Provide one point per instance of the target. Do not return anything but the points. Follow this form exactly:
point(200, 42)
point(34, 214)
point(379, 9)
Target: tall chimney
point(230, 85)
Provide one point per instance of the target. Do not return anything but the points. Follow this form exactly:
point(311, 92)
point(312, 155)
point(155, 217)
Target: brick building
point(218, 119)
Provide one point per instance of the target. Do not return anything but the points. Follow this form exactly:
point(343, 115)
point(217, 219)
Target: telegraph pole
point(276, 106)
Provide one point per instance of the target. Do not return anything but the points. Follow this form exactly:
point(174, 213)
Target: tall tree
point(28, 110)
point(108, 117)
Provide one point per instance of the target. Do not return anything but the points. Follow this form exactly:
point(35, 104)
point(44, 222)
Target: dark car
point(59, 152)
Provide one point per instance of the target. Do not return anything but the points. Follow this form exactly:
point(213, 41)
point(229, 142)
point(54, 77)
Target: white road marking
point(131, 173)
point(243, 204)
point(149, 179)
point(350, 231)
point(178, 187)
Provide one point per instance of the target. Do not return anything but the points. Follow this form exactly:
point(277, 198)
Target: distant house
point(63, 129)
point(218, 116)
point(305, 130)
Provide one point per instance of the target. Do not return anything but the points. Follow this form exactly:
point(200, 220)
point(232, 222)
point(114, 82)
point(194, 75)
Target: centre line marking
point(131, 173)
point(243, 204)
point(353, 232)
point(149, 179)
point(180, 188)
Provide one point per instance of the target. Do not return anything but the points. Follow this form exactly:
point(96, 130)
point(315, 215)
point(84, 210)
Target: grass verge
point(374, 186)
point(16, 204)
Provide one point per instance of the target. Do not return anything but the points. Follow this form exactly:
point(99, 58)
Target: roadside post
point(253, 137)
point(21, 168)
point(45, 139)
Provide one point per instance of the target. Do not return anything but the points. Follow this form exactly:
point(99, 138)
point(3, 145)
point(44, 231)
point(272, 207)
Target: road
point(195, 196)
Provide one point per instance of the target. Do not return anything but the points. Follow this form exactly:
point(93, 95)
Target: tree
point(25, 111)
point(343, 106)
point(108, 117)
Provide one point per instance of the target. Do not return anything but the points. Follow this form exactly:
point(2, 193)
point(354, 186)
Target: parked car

Problem statement:
Reproduce the listing exactly, leaving nothing out.

Written solution:
Provide one point per instance of the target. Do not return anything but the points. Follow this form exactly:
point(200, 42)
point(34, 214)
point(379, 9)
Target: tall chimney
point(230, 85)
Provide one point per instance of the target. Do not return anything but the points. Follow this form exactly:
point(311, 92)
point(312, 155)
point(155, 217)
Target: brick building
point(218, 119)
Provide one point per instance of the target. Do not return anything but the points. Follow this form exactly:
point(343, 115)
point(217, 219)
Target: telegraph pole
point(276, 106)
Provide one point per instance of the target. Do not return anything but the points. Follow this form exactly:
point(174, 213)
Target: tall tree
point(28, 110)
point(108, 117)
Provide one point per instance of the target. Do not return anything but the points. Follow this form exactly:
point(35, 104)
point(44, 222)
Target: dark car
point(59, 152)
Provide one point per instance of the target. Do not return anything but the points. Follow this form exactly:
point(213, 41)
point(229, 142)
point(54, 77)
Target: white road marking
point(131, 173)
point(243, 204)
point(149, 179)
point(350, 231)
point(178, 187)
Provide one point per instance of the target. Do not return anything but the points. Follow this form exactly:
point(277, 198)
Target: distant house
point(63, 129)
point(218, 116)
point(305, 130)
Provide one point per instance of the target. Do not return anything but the points. Follow this form exactly:
point(200, 220)
point(232, 222)
point(114, 82)
point(194, 75)
Target: centre line marking
point(131, 173)
point(243, 204)
point(353, 232)
point(149, 179)
point(180, 188)
Provide one point per instance of the target. Do not return anything but the points. Follow this form exactly:
point(96, 130)
point(315, 215)
point(84, 210)
Target: grass verge
point(374, 186)
point(16, 204)
Provide one point per instance of the target. Do not return anything but the points. Follow this form exactly:
point(99, 58)
Target: roadside post
point(253, 137)
point(21, 168)
point(45, 139)
Provide one point per instance of the target. Do not return anything but the points. Follow this form exactly:
point(99, 138)
point(3, 145)
point(44, 231)
point(272, 207)
Target: road
point(195, 196)
Provide one point per instance of the target. Do not return anything but the points. Follow this form exactly:
point(93, 95)
Target: tree
point(25, 111)
point(343, 106)
point(108, 117)
Provide one point per instance of the target. Do not return anything but the points. Follow this form exactly:
point(2, 193)
point(354, 186)
Target: parked car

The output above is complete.